Put all of the data below into a two-column CSV with the headers input and output, one row per input paired with its answer. Enclose each field in double quotes and replace line breaks with spaces.
- - - - -
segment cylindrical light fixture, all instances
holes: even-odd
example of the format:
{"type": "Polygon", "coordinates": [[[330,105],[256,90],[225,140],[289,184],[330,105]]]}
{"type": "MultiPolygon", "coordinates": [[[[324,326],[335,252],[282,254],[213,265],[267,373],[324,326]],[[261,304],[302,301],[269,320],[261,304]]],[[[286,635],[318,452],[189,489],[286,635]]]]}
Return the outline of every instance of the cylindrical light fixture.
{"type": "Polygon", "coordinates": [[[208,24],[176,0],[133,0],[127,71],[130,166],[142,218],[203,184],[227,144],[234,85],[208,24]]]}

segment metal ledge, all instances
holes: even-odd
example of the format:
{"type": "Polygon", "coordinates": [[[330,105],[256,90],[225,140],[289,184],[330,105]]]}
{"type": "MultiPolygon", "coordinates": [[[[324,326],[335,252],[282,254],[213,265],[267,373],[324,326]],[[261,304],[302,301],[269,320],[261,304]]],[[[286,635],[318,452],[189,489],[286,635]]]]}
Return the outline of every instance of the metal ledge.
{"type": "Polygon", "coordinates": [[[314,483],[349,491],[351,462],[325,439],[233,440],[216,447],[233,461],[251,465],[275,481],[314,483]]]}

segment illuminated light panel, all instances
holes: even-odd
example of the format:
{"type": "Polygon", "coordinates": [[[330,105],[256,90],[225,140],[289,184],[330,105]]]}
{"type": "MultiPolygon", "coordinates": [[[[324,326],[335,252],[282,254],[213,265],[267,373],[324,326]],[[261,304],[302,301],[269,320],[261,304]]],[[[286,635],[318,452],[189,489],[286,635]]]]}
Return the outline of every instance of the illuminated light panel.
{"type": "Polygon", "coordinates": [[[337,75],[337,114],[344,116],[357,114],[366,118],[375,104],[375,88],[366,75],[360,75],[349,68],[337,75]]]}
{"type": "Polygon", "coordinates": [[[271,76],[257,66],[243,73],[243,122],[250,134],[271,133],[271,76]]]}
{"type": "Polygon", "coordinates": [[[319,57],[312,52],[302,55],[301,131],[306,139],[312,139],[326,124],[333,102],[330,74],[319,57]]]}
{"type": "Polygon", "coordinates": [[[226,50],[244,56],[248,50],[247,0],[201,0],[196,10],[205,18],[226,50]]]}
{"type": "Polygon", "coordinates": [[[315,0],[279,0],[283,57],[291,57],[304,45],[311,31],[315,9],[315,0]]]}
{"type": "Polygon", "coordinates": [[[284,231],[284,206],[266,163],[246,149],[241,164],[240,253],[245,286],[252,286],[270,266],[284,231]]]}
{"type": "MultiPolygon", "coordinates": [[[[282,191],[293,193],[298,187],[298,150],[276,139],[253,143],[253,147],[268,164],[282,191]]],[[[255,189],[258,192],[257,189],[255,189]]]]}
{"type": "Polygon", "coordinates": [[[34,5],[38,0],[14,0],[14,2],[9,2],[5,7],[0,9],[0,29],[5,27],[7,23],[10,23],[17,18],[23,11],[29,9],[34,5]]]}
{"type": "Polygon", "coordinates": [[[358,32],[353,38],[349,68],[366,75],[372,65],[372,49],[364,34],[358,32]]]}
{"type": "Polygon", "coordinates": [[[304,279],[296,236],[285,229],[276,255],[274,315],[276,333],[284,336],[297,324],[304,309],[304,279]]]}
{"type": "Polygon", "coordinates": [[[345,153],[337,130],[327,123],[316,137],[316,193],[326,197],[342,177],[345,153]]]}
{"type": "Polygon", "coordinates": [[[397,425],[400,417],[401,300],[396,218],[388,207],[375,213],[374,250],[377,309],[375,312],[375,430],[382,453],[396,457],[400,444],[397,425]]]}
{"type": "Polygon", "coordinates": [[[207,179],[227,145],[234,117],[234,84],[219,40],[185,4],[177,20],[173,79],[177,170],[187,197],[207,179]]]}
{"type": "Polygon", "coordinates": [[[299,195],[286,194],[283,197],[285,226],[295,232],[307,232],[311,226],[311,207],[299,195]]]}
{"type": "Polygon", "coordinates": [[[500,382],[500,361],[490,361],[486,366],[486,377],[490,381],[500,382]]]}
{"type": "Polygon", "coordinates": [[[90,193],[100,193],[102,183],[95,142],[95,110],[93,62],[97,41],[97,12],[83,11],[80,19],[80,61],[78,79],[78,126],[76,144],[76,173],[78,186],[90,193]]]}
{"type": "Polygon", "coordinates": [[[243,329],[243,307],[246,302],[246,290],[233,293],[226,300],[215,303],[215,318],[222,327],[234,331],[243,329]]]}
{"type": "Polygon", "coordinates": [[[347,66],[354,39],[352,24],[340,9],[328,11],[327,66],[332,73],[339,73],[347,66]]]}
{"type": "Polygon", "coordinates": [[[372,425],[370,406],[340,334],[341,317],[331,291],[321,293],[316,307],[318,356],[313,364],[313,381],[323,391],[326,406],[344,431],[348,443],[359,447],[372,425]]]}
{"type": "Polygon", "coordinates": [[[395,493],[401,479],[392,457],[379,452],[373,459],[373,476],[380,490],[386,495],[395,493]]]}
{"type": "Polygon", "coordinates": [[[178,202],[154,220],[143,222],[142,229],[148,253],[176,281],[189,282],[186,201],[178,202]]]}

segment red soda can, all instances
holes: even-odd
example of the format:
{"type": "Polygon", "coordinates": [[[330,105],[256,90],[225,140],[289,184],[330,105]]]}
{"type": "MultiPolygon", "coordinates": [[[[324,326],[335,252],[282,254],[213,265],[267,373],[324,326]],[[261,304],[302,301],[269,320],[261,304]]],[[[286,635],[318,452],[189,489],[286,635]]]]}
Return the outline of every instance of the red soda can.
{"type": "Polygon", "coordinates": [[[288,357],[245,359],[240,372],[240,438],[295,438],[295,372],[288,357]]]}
- - - - -
Written response:
input,output
"segment cylindrical light fixture, all instances holes: even-odd example of the format: {""type"": ""Polygon"", ""coordinates"": [[[330,105],[256,90],[225,140],[289,184],[330,105]]]} {""type"": ""MultiPolygon"", ""coordinates"": [[[[324,326],[335,252],[282,254],[213,265],[267,373],[324,326]],[[261,304],[302,301],[269,320],[261,304]]],[[[286,635],[318,452],[189,489],[286,635]]]]} Return the outline of every instance of the cylindrical light fixture.","{""type"": ""Polygon"", ""coordinates"": [[[208,24],[176,0],[133,0],[127,71],[130,166],[142,218],[203,184],[227,144],[234,85],[208,24]]]}"
"segment metal ledge, all instances holes: even-odd example of the format: {""type"": ""Polygon"", ""coordinates"": [[[330,105],[256,90],[225,140],[289,184],[330,105]]]} {""type"": ""MultiPolygon"", ""coordinates"": [[[[324,326],[335,252],[282,254],[213,265],[267,373],[324,326]],[[261,304],[302,301],[269,320],[261,304]]],[[[286,635],[318,452],[189,489],[286,635]]]]} Return the outline of every instance of the metal ledge.","{""type"": ""Polygon"", ""coordinates"": [[[314,483],[349,491],[351,462],[325,439],[233,440],[216,447],[233,461],[251,465],[275,481],[314,483]]]}"
"segment illuminated light panel, all instances holes: even-odd example of the format: {""type"": ""Polygon"", ""coordinates"": [[[330,105],[256,90],[225,140],[289,184],[330,105]]]} {""type"": ""MultiPolygon"", ""coordinates"": [[[[324,326],[335,252],[282,254],[213,265],[267,373],[324,326]],[[261,304],[302,301],[269,320],[261,304]]],[[[286,635],[318,452],[189,489],[286,635]]]]} Return the outline of every instance of the illuminated light panel.","{""type"": ""Polygon"", ""coordinates"": [[[337,75],[337,114],[344,116],[357,114],[366,118],[375,104],[375,88],[366,75],[360,75],[349,68],[337,75]]]} {""type"": ""Polygon"", ""coordinates"": [[[271,76],[257,66],[243,73],[243,122],[250,134],[271,133],[271,76]]]} {""type"": ""Polygon"", ""coordinates"": [[[319,57],[312,52],[302,55],[301,131],[306,139],[312,139],[326,124],[333,102],[330,74],[319,57]]]} {""type"": ""Polygon"", ""coordinates"": [[[226,50],[244,56],[248,50],[247,0],[201,0],[196,10],[205,18],[226,50]]]} {""type"": ""Polygon"", ""coordinates"": [[[315,0],[279,0],[283,57],[291,57],[304,45],[311,31],[315,9],[315,0]]]} {""type"": ""Polygon"", ""coordinates"": [[[284,231],[284,206],[266,163],[246,149],[241,164],[240,253],[245,286],[252,286],[270,266],[284,231]]]} {""type"": ""MultiPolygon"", ""coordinates"": [[[[282,191],[293,193],[298,187],[298,150],[276,139],[253,143],[253,147],[268,164],[282,191]]],[[[255,189],[258,192],[257,189],[255,189]]]]} {""type"": ""Polygon"", ""coordinates"": [[[34,5],[38,0],[14,0],[14,2],[9,2],[5,7],[0,9],[0,29],[5,27],[7,23],[10,23],[17,18],[23,11],[29,9],[34,5]]]} {""type"": ""Polygon"", ""coordinates"": [[[358,32],[353,38],[349,68],[366,75],[372,65],[372,49],[364,34],[358,32]]]} {""type"": ""Polygon"", ""coordinates"": [[[304,279],[296,236],[285,229],[276,255],[274,315],[276,333],[284,336],[297,324],[304,309],[304,279]]]} {""type"": ""Polygon"", ""coordinates"": [[[345,153],[337,130],[327,123],[316,137],[316,193],[326,197],[342,177],[345,153]]]} {""type"": ""Polygon"", ""coordinates"": [[[397,425],[400,417],[401,300],[396,218],[388,207],[375,213],[374,250],[377,309],[375,312],[375,430],[382,453],[396,457],[400,444],[397,425]]]} {""type"": ""Polygon"", ""coordinates"": [[[207,179],[227,145],[234,117],[234,84],[219,40],[185,4],[177,20],[173,79],[177,170],[187,197],[207,179]]]} {""type"": ""Polygon"", ""coordinates"": [[[299,195],[286,194],[283,197],[285,226],[295,232],[307,232],[311,226],[311,207],[299,195]]]} {""type"": ""Polygon"", ""coordinates"": [[[500,382],[500,361],[490,361],[486,366],[486,377],[490,381],[500,382]]]} {""type"": ""Polygon"", ""coordinates"": [[[90,193],[100,193],[102,183],[95,142],[95,110],[93,62],[97,41],[97,12],[83,11],[80,19],[80,61],[78,79],[78,126],[76,144],[76,173],[78,186],[90,193]]]} {""type"": ""Polygon"", ""coordinates"": [[[243,329],[243,307],[246,302],[246,290],[233,293],[226,300],[215,303],[215,318],[222,327],[234,331],[243,329]]]} {""type"": ""Polygon"", ""coordinates"": [[[347,66],[354,39],[352,24],[340,9],[328,11],[327,66],[332,73],[339,73],[347,66]]]} {""type"": ""Polygon"", ""coordinates"": [[[372,425],[370,406],[340,334],[341,317],[331,291],[321,293],[316,307],[318,356],[313,364],[313,381],[323,391],[326,406],[344,431],[348,443],[359,447],[372,425]]]} {""type"": ""Polygon"", ""coordinates"": [[[395,493],[401,479],[392,457],[379,452],[373,459],[373,476],[380,490],[386,495],[395,493]]]} {""type"": ""Polygon"", ""coordinates"": [[[178,202],[154,220],[143,222],[142,229],[148,253],[176,281],[189,282],[186,201],[178,202]]]}"
"segment red soda can, all instances holes: even-odd example of the format: {""type"": ""Polygon"", ""coordinates"": [[[330,105],[256,90],[225,140],[289,184],[330,105]]]} {""type"": ""MultiPolygon"", ""coordinates"": [[[[324,326],[335,252],[282,254],[213,265],[267,373],[324,326]],[[261,304],[302,301],[269,320],[261,304]]],[[[286,635],[318,452],[189,489],[286,635]]]]} Return the outline of every instance of the red soda can.","{""type"": ""Polygon"", ""coordinates"": [[[288,357],[245,359],[240,372],[240,438],[295,438],[295,372],[288,357]]]}"